Task to carry out >> Copy the records below in full, keeping each word as it is but omitting the pictures.

Records shown >>
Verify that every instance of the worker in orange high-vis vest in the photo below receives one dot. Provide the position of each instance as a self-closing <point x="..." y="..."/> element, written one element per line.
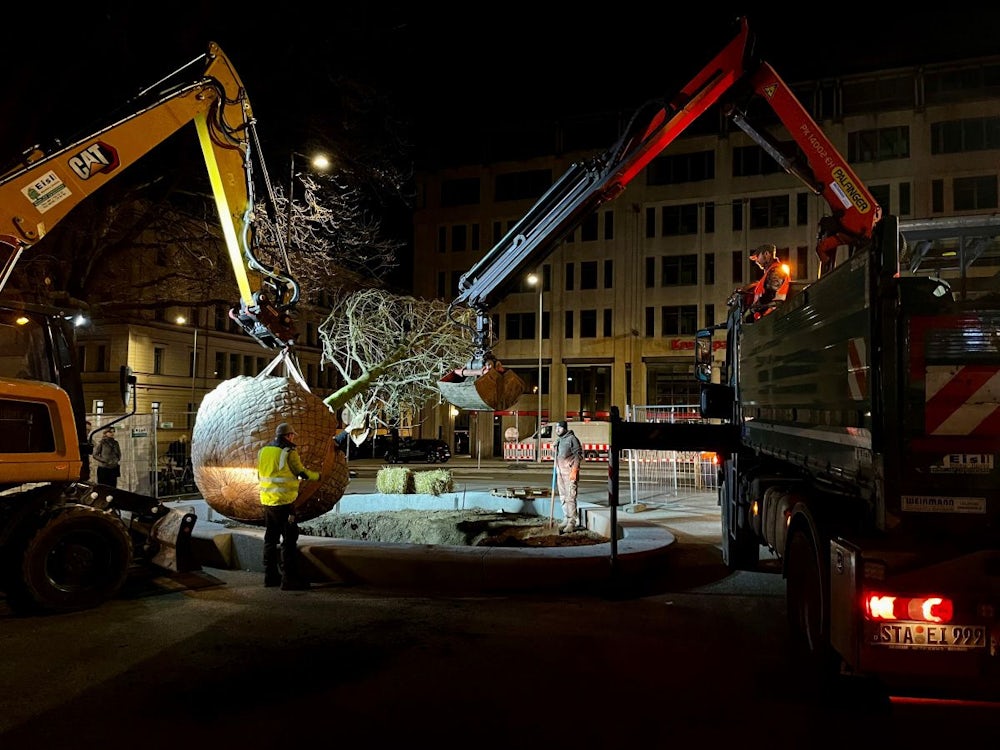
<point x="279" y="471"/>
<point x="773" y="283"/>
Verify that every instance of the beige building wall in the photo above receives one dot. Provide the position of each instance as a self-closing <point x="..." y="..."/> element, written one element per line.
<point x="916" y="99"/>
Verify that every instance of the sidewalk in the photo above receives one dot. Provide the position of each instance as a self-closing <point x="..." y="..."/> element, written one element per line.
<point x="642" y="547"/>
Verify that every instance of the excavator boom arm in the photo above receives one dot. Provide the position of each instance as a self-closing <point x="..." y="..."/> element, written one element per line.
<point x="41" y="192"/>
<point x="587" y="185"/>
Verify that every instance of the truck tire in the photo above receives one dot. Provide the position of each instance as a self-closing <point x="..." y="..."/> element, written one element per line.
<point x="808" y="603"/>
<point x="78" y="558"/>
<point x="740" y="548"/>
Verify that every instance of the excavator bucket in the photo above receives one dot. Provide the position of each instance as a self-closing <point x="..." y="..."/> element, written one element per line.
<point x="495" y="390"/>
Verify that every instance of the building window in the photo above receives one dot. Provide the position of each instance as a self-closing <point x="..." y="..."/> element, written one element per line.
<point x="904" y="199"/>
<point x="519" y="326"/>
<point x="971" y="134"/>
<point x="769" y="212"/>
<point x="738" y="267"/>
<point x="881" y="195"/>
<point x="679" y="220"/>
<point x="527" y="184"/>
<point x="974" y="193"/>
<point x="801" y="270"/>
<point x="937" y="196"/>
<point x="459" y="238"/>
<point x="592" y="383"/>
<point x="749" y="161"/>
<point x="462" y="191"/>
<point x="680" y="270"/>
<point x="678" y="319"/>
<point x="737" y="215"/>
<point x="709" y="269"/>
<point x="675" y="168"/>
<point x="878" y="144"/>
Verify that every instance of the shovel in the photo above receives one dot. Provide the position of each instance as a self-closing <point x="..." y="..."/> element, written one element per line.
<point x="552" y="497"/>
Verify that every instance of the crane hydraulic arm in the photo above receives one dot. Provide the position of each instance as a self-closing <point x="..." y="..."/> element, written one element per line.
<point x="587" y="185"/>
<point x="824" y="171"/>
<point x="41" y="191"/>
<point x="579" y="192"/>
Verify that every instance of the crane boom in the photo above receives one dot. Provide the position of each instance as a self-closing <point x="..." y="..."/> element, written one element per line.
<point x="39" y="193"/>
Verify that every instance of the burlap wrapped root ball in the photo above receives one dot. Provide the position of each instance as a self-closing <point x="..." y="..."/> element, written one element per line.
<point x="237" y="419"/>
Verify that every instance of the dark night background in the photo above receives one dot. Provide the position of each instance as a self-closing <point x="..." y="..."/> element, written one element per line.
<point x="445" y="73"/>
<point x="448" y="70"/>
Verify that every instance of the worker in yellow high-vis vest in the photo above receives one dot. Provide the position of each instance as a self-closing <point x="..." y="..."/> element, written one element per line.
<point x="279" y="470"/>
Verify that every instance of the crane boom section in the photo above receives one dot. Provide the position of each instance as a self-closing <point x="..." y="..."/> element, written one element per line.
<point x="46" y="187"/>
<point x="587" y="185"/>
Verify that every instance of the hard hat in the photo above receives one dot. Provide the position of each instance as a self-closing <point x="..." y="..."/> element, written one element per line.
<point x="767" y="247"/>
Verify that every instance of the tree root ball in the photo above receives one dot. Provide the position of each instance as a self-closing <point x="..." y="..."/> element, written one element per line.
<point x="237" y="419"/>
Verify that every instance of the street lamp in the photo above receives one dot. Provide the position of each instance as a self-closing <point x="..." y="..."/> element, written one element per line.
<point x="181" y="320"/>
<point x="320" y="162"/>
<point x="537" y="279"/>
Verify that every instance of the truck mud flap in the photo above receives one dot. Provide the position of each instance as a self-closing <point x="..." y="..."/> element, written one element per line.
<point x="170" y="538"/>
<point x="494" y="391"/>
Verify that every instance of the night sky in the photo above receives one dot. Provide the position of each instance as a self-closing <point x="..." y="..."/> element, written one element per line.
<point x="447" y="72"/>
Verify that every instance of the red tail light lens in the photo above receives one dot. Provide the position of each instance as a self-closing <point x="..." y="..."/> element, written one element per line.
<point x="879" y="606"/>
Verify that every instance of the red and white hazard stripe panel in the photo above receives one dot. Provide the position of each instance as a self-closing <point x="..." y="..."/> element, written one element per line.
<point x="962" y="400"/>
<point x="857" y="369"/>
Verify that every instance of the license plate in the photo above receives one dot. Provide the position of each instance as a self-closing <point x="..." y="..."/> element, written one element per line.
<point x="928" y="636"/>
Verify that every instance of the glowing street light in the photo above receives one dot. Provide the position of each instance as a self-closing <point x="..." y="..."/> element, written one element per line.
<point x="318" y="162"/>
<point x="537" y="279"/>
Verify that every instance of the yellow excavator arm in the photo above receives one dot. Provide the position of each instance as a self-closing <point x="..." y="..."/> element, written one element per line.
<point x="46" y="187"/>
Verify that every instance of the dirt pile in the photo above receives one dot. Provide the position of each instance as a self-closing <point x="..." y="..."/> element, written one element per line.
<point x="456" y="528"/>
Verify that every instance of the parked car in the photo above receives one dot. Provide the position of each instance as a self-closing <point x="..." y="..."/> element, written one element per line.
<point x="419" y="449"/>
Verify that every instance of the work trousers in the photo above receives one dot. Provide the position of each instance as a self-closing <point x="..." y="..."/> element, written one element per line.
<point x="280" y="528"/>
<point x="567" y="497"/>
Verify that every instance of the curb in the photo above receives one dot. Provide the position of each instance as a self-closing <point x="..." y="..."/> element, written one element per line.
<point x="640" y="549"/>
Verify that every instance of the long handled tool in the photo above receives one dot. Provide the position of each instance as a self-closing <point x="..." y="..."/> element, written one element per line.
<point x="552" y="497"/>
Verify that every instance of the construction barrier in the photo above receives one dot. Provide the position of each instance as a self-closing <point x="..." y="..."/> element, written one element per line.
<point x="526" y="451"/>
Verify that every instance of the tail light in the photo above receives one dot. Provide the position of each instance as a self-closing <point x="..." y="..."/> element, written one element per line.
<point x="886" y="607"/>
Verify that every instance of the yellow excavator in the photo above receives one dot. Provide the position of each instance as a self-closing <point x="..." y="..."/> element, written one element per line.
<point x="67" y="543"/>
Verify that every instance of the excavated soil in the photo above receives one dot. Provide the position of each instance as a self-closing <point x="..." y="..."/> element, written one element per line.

Your response >>
Verify that every instance of the worker in orange high-vis vest in the photo below receives one dot. Provide the position of each instance as a self-closing <point x="..." y="..."/> element, written one element per line.
<point x="279" y="471"/>
<point x="773" y="283"/>
Verify that every instance of the beige building wall in the photo above receives one dot. Provide the position of each instance as a self-closing <point x="..." y="..."/> element, written one element per line.
<point x="916" y="99"/>
Verify that every instance of the sidewalk in the photo above receives one dot. Provide the position of each instance as a self-closing <point x="..." y="..."/> element, written one element per line.
<point x="642" y="547"/>
Verify that every instance of the excavator boom arm in the photo above receives one dot. Provide the position of each instance as a self-closing <point x="..." y="..."/> element, written one element per line.
<point x="41" y="192"/>
<point x="587" y="185"/>
Verify that every instance of the truck tire in the photo above receives one dot. Provide the position of each instance as a self-closing <point x="..." y="..."/> element, written one element per line.
<point x="808" y="603"/>
<point x="78" y="558"/>
<point x="740" y="548"/>
Verify that every instance of the excavator bucket in the photo above receives one dot. Provide the position of each instance as a self-closing <point x="..." y="..."/> element, written one element per line.
<point x="495" y="390"/>
Verify that every instance of the building window in the photo above receives one dot. Provide the position of each instance as a self-closing <point x="..." y="..."/> element, written one element per line.
<point x="904" y="199"/>
<point x="519" y="326"/>
<point x="971" y="134"/>
<point x="769" y="212"/>
<point x="738" y="267"/>
<point x="881" y="195"/>
<point x="679" y="220"/>
<point x="527" y="184"/>
<point x="974" y="193"/>
<point x="801" y="270"/>
<point x="937" y="196"/>
<point x="459" y="238"/>
<point x="592" y="383"/>
<point x="749" y="161"/>
<point x="462" y="191"/>
<point x="680" y="270"/>
<point x="678" y="319"/>
<point x="737" y="215"/>
<point x="709" y="269"/>
<point x="675" y="168"/>
<point x="878" y="144"/>
Verify that every instance of the shovel in the photo above receives one dot. Provide the position of each instance as a self-closing <point x="..." y="..."/> element, written one element per line.
<point x="552" y="497"/>
Verify that every instance of the crane hydraulic arm in the photo above receives one dot. Provide the position of each instance as a self-closing <point x="..." y="..."/> element, written one element per line.
<point x="587" y="185"/>
<point x="824" y="171"/>
<point x="41" y="191"/>
<point x="579" y="192"/>
Verify that every instance of the crane boom in the photo above receives one dot. Provide the position of each instance as a self-closing <point x="..." y="..."/> element, written one element per line.
<point x="39" y="193"/>
Verify that every instance of the burlap wrapped root ball in the photo above receives one dot. Provide the position of each instance as a self-closing <point x="..." y="..."/> element, written one element per line.
<point x="237" y="419"/>
Verify that every instance of the dark night background in the photo above receives one dot. Provide the position of each instance as a self-closing <point x="..." y="..."/> element, written one element per line.
<point x="445" y="73"/>
<point x="448" y="70"/>
Verify that every instance of the worker in yellow high-vis vest in the photo above receives one dot. Provide the position of each instance as a self-closing <point x="..." y="..."/> element, written one element per line.
<point x="279" y="470"/>
Verify that every instance of the crane boom section in the photo above receives one dot. Provide the position of each instance as a self-closing <point x="..." y="..."/> element, written one element per line.
<point x="46" y="187"/>
<point x="587" y="185"/>
Verify that every instance of the hard hat in the photo above receives one dot. Provide the position of each instance as a self-closing <point x="..." y="..."/> element, written one element per line.
<point x="767" y="247"/>
Verify that every instance of the tree root ball in the photo above receives one dot. Provide the position of each instance as a self-closing <point x="..." y="..."/> element, written one element per line.
<point x="237" y="419"/>
Verify that every instance of the street lamp in the photo above receives one dot. Provide the position of each instance as a self-closing <point x="..." y="..."/> element, written one element per line.
<point x="181" y="320"/>
<point x="320" y="162"/>
<point x="537" y="279"/>
Verify that every instance of the truck mud flap in the photo above receives one dot. Provide the position of each instance as a self-closing <point x="..." y="..."/> element, written one element per line.
<point x="170" y="538"/>
<point x="494" y="391"/>
Verify that every instance of the night sky in the photo above receives one dot. Provide the position of each instance as a self-closing <point x="..." y="..."/> element, written one element per line.
<point x="447" y="72"/>
Verify that every instance of the red tail light lens in the photo above receives one dot. Provide the position of each instance as a self-closing <point x="..." y="..."/> element, written one element per line.
<point x="879" y="606"/>
Verify that every instance of the red and white hazard stripe panel in the photo above receives one dot. Provide the position of each instance as a self-closing <point x="..." y="..."/> element, written one element per line.
<point x="962" y="400"/>
<point x="857" y="369"/>
Verify that every instance of the license plate in the photo above receives one dot. Provide the position of each instance as a self-closing <point x="..." y="..."/> element, written one element per line.
<point x="928" y="636"/>
Verify that every instance of the glowing street light in the photo above receives one dot. Provide the position of each instance as a self-closing <point x="..." y="..."/> element, written one element per line.
<point x="318" y="162"/>
<point x="537" y="279"/>
Verify that every instance of the yellow excavator arm in the photo above receives one dot. Provide the position of each instance as a self-closing <point x="..." y="..."/> element, written one element per line.
<point x="46" y="187"/>
Verify that every instance of the dirt pile in the photo above receives one dot. Provide the position of each instance as a self-closing <point x="..." y="..."/> element, written one element per line.
<point x="456" y="528"/>
Verify that every instance of the parked car in the photo above receives one dot. Provide the position of each instance as a self-closing <point x="..." y="..."/> element, written one element per line.
<point x="419" y="449"/>
Verify that every instance of the work trousers in the photo above receives one dot. Provide the position of each instance as a self-closing <point x="..." y="..."/> element, written one element per line.
<point x="280" y="528"/>
<point x="567" y="497"/>
Verify that every instance of the curb in the photo above receives one dot. Provide the position of each instance as a self-closing <point x="..." y="..."/> element, written one element per line.
<point x="640" y="549"/>
Verify that every instance of the long handled tool in the photo above receives one dot. Provide the position of each instance as a self-closing <point x="..." y="..."/> element, written one element per line.
<point x="552" y="497"/>
Verify that every instance of the construction barrier in the photo above receives one dot. Provide the position of each instance as a self-closing <point x="..." y="..."/> element, written one element per line.
<point x="526" y="451"/>
Verify that every instance of the tail light in the photo above receives one dot. Provide the position of each instance as a self-closing <point x="..." y="..."/> element, written one element per line.
<point x="886" y="607"/>
Verify that every instance of the yellow excavator in the photo above receives one dot. Provide the position of each instance as a self-closing <point x="..." y="..."/> element, written one element per line.
<point x="67" y="543"/>
Verify that every instance of the excavated soil in the photo above receives one dot. Provide the position of each instance as a self-closing <point x="..." y="..."/> element, written one element per line.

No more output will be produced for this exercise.